### EXTRAIT DU DOCUMENT
Les raisons pour lesquelles Shriver soupçonne que cela se produit sont similaires à celles de Woodruff : Dans les climats chauds et humides où les humains ont d’abord évolué, un nez large permettrait d’inhaler plus d’air avec moins d’effort. Mais comme toute personne qui saigne souvent du nez et tousse en hiver peut en témoigner, l’air froid et sec est beaucoup plus irritant pour les membranes du nez et de la gorge. Un nez plus étroit provoquera plus de « turbulences » lorsque l’air est inhalé, mélangeant l’air à l’intérieur des narines pour aider à le réchauffer comme un four à convection, dit Shriver.

Ces impacts peuvent sembler mineurs par rapport à d’autres facteurs qui pourraient conduire l’évolution, mais Shriver souligne que tout facteur qui peut contribuer à la forme physique d’une personne peut être sélectionné, aussi petit soit-il. « Ils peuvent être vraiment petits et avoir un effet vraiment définitif », dit Shriver.

Pour autant, il y a probablement une pression bien plus dramatique responsable de la forme de votre nez : le sexe. « Si quelque chose a été façonné par la sélection sexuelle, c’est le visage », dit Shriver. Les humains utilisent les visages pour évaluer un large éventail de facteurs concernant leurs partenaires potentiels, et la forme du nez joue certainement un rôle à cet égard. Considérez le fait que près de 250 000 Américains ont subi une rhinoplastie – communément appelée une opération du nez – en 2011, la plupart d’entre eux pour des raisons esthétiques.

Maintenant que la plupart des humains dans le monde développé passent leur vie dans des climats médiés par l’homme avec une climatisation et un chauffage artificiels, Shriver dit que la « principale force qui avance » dans la sélection naturelle des nez sera la sélection sexuelle. L’impact de la sélection sexuelle sur les nez pourrait également contribuer à expliquer pourquoi les nez des hommes et des femmes varient autant, bien que Shriver précise que ce domaine particulier n’a pas encore été étudié. (La recherche suggère également que les hommes ont des nez plus grands afin de pouvoir consommer les niveaux plus élevés d’oxygène dont leur corps a besoin.)

### TÂCHES ET EXERCICES
1: Reproduisez le passage de l'extrait sur la forme du nez qui commence par « Les raisons pour » et finit par « convection, dit Shriver. ».
2: Selon l'extrait sur la forme du nez, combien d'Américains ont subi une rhinoplastie en 2011 ?
3: Reprenez l'extrait sur la forme du nez et prolongez-le au-delà de sa dernière phrase.

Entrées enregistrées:
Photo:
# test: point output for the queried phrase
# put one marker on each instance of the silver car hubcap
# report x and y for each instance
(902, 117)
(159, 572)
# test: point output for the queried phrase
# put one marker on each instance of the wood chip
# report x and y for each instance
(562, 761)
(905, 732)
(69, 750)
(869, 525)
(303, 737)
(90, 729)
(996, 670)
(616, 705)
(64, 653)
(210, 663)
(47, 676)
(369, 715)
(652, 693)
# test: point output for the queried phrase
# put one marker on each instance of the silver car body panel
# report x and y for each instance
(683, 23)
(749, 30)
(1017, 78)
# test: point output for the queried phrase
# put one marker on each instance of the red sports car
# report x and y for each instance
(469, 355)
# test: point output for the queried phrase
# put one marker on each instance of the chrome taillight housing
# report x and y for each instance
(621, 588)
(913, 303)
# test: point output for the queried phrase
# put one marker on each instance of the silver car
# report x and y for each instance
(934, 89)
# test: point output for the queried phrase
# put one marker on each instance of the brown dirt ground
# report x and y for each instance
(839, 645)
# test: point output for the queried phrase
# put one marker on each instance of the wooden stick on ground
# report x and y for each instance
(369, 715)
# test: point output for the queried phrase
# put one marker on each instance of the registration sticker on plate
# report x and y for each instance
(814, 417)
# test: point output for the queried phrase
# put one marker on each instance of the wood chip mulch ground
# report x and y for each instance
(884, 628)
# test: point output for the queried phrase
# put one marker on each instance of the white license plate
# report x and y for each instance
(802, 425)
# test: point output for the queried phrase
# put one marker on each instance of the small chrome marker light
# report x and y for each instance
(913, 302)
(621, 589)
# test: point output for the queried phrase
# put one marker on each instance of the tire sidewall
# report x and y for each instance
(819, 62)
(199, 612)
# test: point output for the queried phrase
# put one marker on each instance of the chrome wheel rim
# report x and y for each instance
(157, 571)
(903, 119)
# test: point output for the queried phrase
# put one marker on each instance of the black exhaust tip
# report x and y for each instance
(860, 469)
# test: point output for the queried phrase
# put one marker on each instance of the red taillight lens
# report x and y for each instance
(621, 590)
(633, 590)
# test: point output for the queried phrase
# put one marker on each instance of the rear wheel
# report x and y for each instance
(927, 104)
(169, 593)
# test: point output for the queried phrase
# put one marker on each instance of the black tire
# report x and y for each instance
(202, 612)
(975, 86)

### EXERCICES CORRIGÉS
1:
Les raisons pour lesquelles Shriver soupçonne que cela se produit sont similaires à celles de Woodruff : Dans les climats chauds et humides où les humains ont d’abord évolué, un nez large permettrait d’inhaler plus d’air avec moins d’effort. Mais comme toute personne qui saigne souvent du nez et tousse en hiver peut en témoigner, l’air froid et sec est beaucoup plus irritant pour les membranes du nez et de la gorge. Un nez plus étroit provoquera plus de « turbulences » lorsque l’air est inhalé, mélangeant l’air à l’intérieur des narines pour aider à le réchauffer comme un four à convection, dit Shriver.

2: Près de 250 000 Américains.

3:
« Je pense que les différences entre les sexes sont plus grandes que toutes les différences de population que nous avons vues », dit Shriver, indiquant que la forme du nez est devenue un trait sexué que les hommes et les femmes peuvent utiliser pour s’évaluer mutuellement.

La paléoanthropologue Katerina Harvati de l’Université de Tübingen, qui n’a pas participé à cette étude, affirme que les recherches de Shriver s’appuient bien sur cette théorie de longue date. Mme Harvati a mené des recherches sur la façon dont la taille de la cavité nasale du crâne diffère selon les régions climatiques. Selon elle, l’analyse des tissus mous du nez effectuée par Shriver « tient mieux compte de la génétique sous-jacente et procède à une évaluation plus approfondie de l’influence potentielle de la sélection naturelle dans le façonnage du nez ».

Toutefois, Harvati note que seule la largeur du nez semble être en corrélation avec le climat, alors que d’autres facteurs du nez tels que la hauteur ou la taille globale mesurée par l’équipe de Shriver n’ont montré aucune relation. Cela suggère « que la forme globale du nez n’est pas liée au climat et qu’elle est influencée par de nombreux autres facteurs qui ne font pas nécessairement l’objet d’une sélection. »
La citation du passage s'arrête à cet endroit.